Arrange every line of the listing below as a numbered list, dropping any blank lines.

→ **INPUT FOR THIS TASK**
++++++++++++++++++++
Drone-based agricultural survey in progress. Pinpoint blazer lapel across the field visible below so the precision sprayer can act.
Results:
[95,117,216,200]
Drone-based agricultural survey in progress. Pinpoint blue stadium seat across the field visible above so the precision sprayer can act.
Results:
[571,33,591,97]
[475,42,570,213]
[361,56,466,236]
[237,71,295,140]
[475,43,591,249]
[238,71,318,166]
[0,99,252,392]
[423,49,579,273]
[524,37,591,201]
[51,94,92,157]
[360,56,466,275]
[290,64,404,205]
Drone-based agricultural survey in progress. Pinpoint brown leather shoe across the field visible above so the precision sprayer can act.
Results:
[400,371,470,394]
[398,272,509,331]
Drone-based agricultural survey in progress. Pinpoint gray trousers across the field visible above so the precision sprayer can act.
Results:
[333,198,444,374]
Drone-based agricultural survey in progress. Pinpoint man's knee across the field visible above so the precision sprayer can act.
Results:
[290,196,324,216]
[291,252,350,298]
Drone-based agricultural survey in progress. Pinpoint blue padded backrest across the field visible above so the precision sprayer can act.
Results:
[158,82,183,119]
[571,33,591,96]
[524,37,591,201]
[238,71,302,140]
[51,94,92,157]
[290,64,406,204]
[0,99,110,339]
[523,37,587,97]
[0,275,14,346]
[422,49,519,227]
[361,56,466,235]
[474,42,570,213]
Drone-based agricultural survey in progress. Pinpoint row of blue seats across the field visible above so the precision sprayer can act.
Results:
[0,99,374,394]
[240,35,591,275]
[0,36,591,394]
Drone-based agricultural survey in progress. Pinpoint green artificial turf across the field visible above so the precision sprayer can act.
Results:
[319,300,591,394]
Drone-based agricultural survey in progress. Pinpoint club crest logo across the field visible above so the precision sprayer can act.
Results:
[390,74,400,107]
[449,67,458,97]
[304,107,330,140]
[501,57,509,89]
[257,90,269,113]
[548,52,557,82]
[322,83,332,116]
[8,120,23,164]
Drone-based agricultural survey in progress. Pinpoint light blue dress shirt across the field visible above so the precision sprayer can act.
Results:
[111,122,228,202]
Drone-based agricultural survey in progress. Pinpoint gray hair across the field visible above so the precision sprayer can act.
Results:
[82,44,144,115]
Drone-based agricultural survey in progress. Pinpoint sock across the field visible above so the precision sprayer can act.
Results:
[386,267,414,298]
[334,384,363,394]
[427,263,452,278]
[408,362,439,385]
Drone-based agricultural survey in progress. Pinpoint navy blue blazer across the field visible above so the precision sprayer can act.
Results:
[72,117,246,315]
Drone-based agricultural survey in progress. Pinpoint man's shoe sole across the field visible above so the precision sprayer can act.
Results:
++++++++++++++++++++
→ **SOLUTION**
1. Drone-based agricultural survey in progress. Pinpoint blazer lapel across the field visible below so the precision sprayer can act.
2. Results:
3. [95,117,216,200]
4. Drone-based agricultural survey in progress. Pinpoint blue stadium seat across the field visible above so the precision sprayer can act.
5. Results:
6. [571,33,591,97]
7. [475,42,570,213]
8. [361,56,466,236]
9. [237,71,295,140]
10. [475,43,591,249]
11. [238,71,318,166]
12. [0,99,252,392]
13. [423,49,579,273]
14. [524,37,591,201]
15. [51,94,92,157]
16. [360,56,466,275]
17. [290,64,404,205]
18. Drone-based agricultural survey in progress. Pinpoint brown leather shoe across the field visible above so the precision sprayer can act.
19. Results:
20. [400,371,470,394]
21. [398,272,509,331]
22. Drone-based agricultural survey in progress. Pinpoint gray trousers across the field visible above so the precision sprayer can act.
23. Results:
24. [333,198,444,374]
25. Drone-based agricultural survey in progress. Pinpoint man's knee across the field visible above so the precision sprayer can act.
26. Results:
27. [290,196,324,216]
28. [291,252,350,298]
29. Drone-based agricultural survey in progress. Pinpoint blue padded backrest across the field visible above so the precision sprayer can act.
30. Results:
31. [158,82,183,119]
32. [571,33,591,96]
33. [524,37,591,201]
34. [238,71,302,140]
35. [51,94,92,157]
36. [290,64,406,204]
37. [0,99,110,339]
38. [523,37,587,97]
39. [0,275,14,346]
40. [422,49,519,227]
41. [361,56,466,235]
42. [474,42,570,213]
43. Drone-based agricultural survey in progress. Pinpoint row of blue seats across the field visible above so the precision sprayer can act.
44. Results:
45. [0,99,374,394]
46. [240,35,591,275]
47. [0,36,591,394]
48. Drone-based agricultural survey in progress. Pinpoint green artificial turf across the field visible above so the precision sprayer can act.
49. Results:
50. [319,300,591,394]
51. Drone-based agricultural survey in progress. Pinpoint club crest logo across the field visible above so the precision sprayer can act.
52. Results:
53. [390,74,400,107]
54. [449,67,458,97]
55. [304,107,330,140]
56. [501,57,509,89]
57. [257,90,269,113]
58. [548,52,557,82]
59. [322,83,332,116]
60. [8,120,23,164]
61. Drone-based agricultural survey in progress. Pinpoint light blue dress shirt across the field visible above so the precision sprayer can act.
62. Results:
63. [111,122,228,202]
64. Drone-based agricultural survey in progress. Pinpoint gray hair across the field visible above so the precision sprayer can act.
65. Results:
66. [82,44,144,115]
67. Drone-based agricultural survey in progress. Pinpoint sock across the field visible above so the precision sprayer can act.
68. Results:
69. [386,267,414,298]
70. [334,384,363,394]
71. [427,263,452,278]
72. [408,362,439,385]
73. Drone-based agricultural survey in progress. Pinpoint navy blue blazer across the field visible above so the precision sprayer can act.
74. Results:
75. [72,117,246,315]
76. Drone-based agricultural survey in progress. Pinpoint man's shoe sole across the field visible above so the precision sprayer can act.
77. Results:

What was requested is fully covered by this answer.